Description of the task:
Copy every record below, exactly as written.

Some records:
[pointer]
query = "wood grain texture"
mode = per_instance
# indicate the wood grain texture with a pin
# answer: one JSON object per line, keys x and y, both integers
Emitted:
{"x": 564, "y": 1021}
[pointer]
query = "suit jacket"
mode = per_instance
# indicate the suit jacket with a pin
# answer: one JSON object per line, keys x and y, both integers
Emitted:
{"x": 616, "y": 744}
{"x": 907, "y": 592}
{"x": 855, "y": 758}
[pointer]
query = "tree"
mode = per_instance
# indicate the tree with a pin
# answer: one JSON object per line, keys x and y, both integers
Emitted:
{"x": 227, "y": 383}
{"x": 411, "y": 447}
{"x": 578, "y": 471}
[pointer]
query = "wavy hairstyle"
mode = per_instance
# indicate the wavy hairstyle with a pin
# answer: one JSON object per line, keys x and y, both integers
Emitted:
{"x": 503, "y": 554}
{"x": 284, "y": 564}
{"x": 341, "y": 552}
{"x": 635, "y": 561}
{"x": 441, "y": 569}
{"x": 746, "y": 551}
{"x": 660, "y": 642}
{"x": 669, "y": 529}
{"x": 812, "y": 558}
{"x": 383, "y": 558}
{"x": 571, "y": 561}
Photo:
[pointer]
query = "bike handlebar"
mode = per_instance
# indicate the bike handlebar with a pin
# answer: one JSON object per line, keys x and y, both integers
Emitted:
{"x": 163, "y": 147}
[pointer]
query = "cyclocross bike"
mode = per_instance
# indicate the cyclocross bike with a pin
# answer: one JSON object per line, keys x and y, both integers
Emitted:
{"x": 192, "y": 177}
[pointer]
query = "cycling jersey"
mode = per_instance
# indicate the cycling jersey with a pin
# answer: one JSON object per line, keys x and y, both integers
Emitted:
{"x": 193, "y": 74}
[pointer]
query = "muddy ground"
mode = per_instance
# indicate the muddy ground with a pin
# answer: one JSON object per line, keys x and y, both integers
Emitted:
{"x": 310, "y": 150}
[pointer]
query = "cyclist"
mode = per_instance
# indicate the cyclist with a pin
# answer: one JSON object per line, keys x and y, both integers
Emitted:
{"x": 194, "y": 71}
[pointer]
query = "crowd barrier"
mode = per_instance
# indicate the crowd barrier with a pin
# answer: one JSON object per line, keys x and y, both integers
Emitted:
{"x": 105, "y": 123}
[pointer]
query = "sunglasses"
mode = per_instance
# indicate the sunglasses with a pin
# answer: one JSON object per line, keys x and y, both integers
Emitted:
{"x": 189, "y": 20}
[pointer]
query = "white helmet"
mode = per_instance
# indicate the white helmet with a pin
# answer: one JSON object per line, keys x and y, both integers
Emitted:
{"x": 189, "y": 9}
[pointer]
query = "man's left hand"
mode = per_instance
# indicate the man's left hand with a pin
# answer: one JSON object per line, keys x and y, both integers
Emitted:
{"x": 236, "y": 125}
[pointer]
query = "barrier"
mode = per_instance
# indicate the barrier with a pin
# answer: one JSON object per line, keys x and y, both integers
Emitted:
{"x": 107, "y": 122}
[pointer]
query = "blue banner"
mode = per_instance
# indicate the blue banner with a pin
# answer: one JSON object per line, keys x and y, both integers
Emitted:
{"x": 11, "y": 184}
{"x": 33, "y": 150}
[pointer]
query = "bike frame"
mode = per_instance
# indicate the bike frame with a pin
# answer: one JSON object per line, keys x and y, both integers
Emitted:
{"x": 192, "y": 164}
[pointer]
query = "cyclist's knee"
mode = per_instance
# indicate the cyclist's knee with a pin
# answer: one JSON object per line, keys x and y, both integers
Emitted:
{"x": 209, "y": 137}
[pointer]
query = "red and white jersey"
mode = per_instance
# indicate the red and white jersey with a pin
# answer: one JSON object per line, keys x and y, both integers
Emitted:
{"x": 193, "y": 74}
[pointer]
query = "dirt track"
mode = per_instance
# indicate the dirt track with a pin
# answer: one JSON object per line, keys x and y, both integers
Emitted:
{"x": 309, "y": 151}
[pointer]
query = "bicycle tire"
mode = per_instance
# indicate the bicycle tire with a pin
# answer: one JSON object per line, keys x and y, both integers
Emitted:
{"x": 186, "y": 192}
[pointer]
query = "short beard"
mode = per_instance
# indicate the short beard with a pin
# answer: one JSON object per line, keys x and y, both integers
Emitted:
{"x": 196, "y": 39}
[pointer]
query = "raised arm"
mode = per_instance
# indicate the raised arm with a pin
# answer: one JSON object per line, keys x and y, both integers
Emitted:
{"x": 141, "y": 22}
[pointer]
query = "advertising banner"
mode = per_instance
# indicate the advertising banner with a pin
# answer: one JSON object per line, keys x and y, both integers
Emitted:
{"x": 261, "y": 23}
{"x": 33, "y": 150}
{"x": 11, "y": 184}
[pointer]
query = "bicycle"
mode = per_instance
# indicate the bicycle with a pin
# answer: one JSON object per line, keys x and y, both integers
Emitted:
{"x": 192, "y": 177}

Task response:
[pointer]
query = "wood grain texture"
mode = per_instance
# indicate the wood grain texture with a pin
# answer: one JSON object per line, keys x and y, both integers
Emitted:
{"x": 564, "y": 1021}
[pointer]
query = "suit jacket"
mode = per_instance
# indicate the suit jacket with a pin
# answer: one JSON object per line, keys x and y, both integers
Emitted:
{"x": 616, "y": 744}
{"x": 907, "y": 592}
{"x": 855, "y": 758}
[pointer]
query = "tree"
mode = per_instance
# indicate the tree with a pin
# answer: one JSON object per line, keys x and y, both integers
Emitted:
{"x": 227, "y": 383}
{"x": 411, "y": 447}
{"x": 578, "y": 471}
[pointer]
query = "wavy hairstyle"
mode = per_instance
# indicate the wavy hairstyle with a pin
# answer: one JSON object per line, keys x and y, both integers
Emitted:
{"x": 503, "y": 554}
{"x": 284, "y": 564}
{"x": 341, "y": 552}
{"x": 635, "y": 561}
{"x": 441, "y": 569}
{"x": 746, "y": 551}
{"x": 660, "y": 642}
{"x": 669, "y": 529}
{"x": 812, "y": 558}
{"x": 383, "y": 558}
{"x": 571, "y": 561}
Photo:
[pointer]
query = "bike handlebar"
mode = per_instance
# indicate the bike handlebar with a pin
# answer: one JSON object per line, keys x and y, both integers
Emitted:
{"x": 163, "y": 147}
[pointer]
query = "cyclocross bike"
mode = per_instance
# indicate the cyclocross bike with a pin
# answer: one JSON object per line, keys x and y, both integers
Emitted:
{"x": 192, "y": 177}
[pointer]
query = "cycling jersey"
mode = per_instance
# indicate the cycling jersey with a pin
# answer: one JSON object per line, keys x and y, both integers
Emitted:
{"x": 193, "y": 74}
[pointer]
query = "muddy ground"
mode = per_instance
# indicate the muddy ground with a pin
# answer: one JSON object per line, keys x and y, both integers
Emitted:
{"x": 310, "y": 150}
[pointer]
query = "cyclist"
mode = per_instance
# indicate the cyclist with a pin
# answer: one JSON object per line, keys x and y, both integers
Emitted:
{"x": 194, "y": 71}
[pointer]
query = "crowd barrier"
mode = per_instance
# indicate the crowd barrier with a pin
# answer: one JSON object per line, keys x and y, both integers
Emitted:
{"x": 105, "y": 123}
[pointer]
query = "sunglasses"
mode = per_instance
# indicate the sunglasses with a pin
# answer: one JSON object per line, keys x and y, both integers
Emitted:
{"x": 189, "y": 20}
[pointer]
query = "white helmet"
mode = per_instance
# indicate the white helmet with a pin
# answer: one JSON object per line, keys x and y, both integers
Emitted:
{"x": 189, "y": 9}
[pointer]
query = "man's left hand"
mode = per_instance
# indicate the man's left hand with a pin
# answer: one JSON object per line, keys x and y, both integers
Emitted:
{"x": 236, "y": 125}
[pointer]
query = "barrier"
mode = per_instance
# indicate the barrier with a pin
# answer: one JSON object per line, keys x and y, both integers
Emitted:
{"x": 107, "y": 122}
[pointer]
query = "blue banner"
mode = per_instance
# indicate the blue banner with a pin
# answer: one JSON object per line, keys x and y, both integers
Emitted:
{"x": 11, "y": 184}
{"x": 33, "y": 150}
[pointer]
query = "bike frame"
mode = per_instance
# indicate the bike frame with a pin
# answer: one JSON object per line, keys x and y, both integers
Emitted:
{"x": 192, "y": 164}
[pointer]
query = "cyclist's knee"
mode = per_instance
# indicate the cyclist's knee with a pin
# answer: one JSON object per line, keys x and y, both integers
Emitted:
{"x": 209, "y": 137}
[pointer]
query = "red and white jersey"
mode = per_instance
# indicate the red and white jersey with a pin
# answer: one JSON object per line, keys x and y, both integers
Emitted:
{"x": 193, "y": 74}
[pointer]
query = "dirt track"
mode = per_instance
# indicate the dirt track with a pin
# answer: one JSON object per line, keys x and y, both integers
Emitted:
{"x": 309, "y": 151}
[pointer]
query = "bicycle tire"
mode = per_instance
# indicate the bicycle tire with a pin
# answer: one JSON object per line, keys x and y, both integers
Emitted:
{"x": 186, "y": 192}
[pointer]
query = "short beard"
mode = per_instance
# indicate the short beard with a pin
# answer: one JSON object per line, keys x and y, both integers
Emitted:
{"x": 196, "y": 39}
[pointer]
query = "raised arm"
mode = per_instance
# indicate the raised arm with a pin
# answer: one JSON object per line, keys x and y, both integers
Emitted:
{"x": 141, "y": 22}
[pointer]
query = "advertising banner"
mode = per_instance
# indicate the advertising banner with a pin
# answer: one JSON object per line, keys x and y, both integers
Emitted:
{"x": 261, "y": 23}
{"x": 33, "y": 150}
{"x": 11, "y": 184}
[pointer]
query = "bicycle"
mode = per_instance
# indicate the bicycle with a pin
# answer: one JSON object per line, keys x and y, both integers
Emitted:
{"x": 192, "y": 177}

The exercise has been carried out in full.